The next restriction is that no part of the net earnings may inure to the benefit of any private shareholder or individual. Inurement occurs when an organization permits an insider unwarranted personal use of or benefit from organizational assets. An insider is a founder, officer, director, manager or any of these individual’s family members. This basically boils down to that individuals that run the organization cannot benefit from their position. This does not mean that cannot receive a reasonable salary or be compensated for expenses but abuse of their position can violate this restriction. Violations result in heavy taxes for both the organization and the individuals involved.
The third restriction is that the organization cannot be operated for a targeted private individual. This would be an organization that is set up simply to benefit one person. If someone set up an organization to benefit a man that was recently paralyzed and continue to supplement his income to make up for any loss he would experience or additional expenses he would have. This would be for the benefit of one person alone and would result in the organization losing its tax exempt status.
The next restriction is that a tax exempt organization is not permitted to participate in political campaigns. Even religious organizations can lose their exempt status by this kind of activity. Organizations are permitted to educate voters as long as they refrain from advocating for or against a candidate. They can also help to register voters but must refrain from targeting people with a certain view point.
The tax exempt business must not participate in substantial lobbying. This can be complicated and confusing. It should be avoided but if necessary the organization should consult someone prior to taking any actions. This rule applies to all levels of government and both direct lobbying and a grassroots campaign to get voters to contact government officials. The law says that a tax exempt organization must not normally make lobbying expenditures in excess of the lobbying ceiling amount of 150 percent of their § 4911 amount. Public charities must always pay a tax sanction on lobbying or they can lose their tax exempt status.
The final restriction is that the business is not permitted to operate in a commercial manner. Substantial commercial activity destroys the charitable purpose. The IRS looks to the extent of the commercial activity to the size of the trade or business to determine if there is substantial commercial activity. A good example of this is a gift shop in an art museum. The gift shop is commercial activity but compared to the rest of the business it is very minor.

Public Charity vs. Private Foundation

There is a difference between a public charity and a private foundation. These seem like the same type of entity but in the eyes of the IRS they are different. A public charity receives substantial support from qualifying grants and contributions and is a community foundation or service provider. A private foundation is a charitable organization that usually receives contributions from a single source, has investment income and makes charitable grants to others rather then run its own programs.

————

▶ **Using the information**:
(1) In the text on tax-exempt restrictions, who counts as an insider?
(2) Copy the text on tax-exempt restrictions, everything from "The third restriction" down to "its tax exempt status.", renaming "person" to "beneficiary" throughout.

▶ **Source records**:
————

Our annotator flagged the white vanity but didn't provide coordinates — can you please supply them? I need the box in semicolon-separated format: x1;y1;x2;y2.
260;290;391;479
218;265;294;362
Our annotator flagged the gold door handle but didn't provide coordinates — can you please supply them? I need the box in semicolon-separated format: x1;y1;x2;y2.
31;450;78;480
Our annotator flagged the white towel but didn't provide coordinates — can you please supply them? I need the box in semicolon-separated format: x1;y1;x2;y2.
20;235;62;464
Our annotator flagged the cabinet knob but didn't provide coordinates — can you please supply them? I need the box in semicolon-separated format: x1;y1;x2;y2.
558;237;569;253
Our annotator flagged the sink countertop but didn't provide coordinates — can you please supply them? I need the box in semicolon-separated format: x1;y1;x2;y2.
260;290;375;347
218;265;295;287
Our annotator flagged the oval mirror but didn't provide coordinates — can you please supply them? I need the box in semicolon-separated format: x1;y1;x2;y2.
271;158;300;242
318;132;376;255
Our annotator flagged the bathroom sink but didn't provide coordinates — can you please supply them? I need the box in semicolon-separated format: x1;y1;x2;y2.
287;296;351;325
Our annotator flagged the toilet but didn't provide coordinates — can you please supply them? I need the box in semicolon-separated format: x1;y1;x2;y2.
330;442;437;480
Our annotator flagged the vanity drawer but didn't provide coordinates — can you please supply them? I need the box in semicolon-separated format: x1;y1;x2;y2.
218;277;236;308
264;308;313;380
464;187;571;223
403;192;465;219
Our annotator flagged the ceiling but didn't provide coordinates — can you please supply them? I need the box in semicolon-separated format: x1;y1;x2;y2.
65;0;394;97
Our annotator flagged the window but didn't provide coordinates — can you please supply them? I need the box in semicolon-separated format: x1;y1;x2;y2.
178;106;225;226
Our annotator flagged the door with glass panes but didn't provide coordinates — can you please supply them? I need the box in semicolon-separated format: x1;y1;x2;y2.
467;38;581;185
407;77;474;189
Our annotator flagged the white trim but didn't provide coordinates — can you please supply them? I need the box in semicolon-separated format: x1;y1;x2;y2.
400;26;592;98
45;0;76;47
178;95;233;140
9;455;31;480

————

▶ **Task results**:
(1) A founder, officer, director, manager, or any of their family members.

(2)
The third restriction is that the organization cannot be operated for a targeted private individual. This would be an organization that is set up simply to benefit one beneficiary. If someone set up an organization to benefit a man that was recently paralyzed and continue to supplement his income to make up for any loss he would experience or additional expenses he would have. This would be for the benefit of one beneficiary alone and would result in the organization losing its tax exempt status.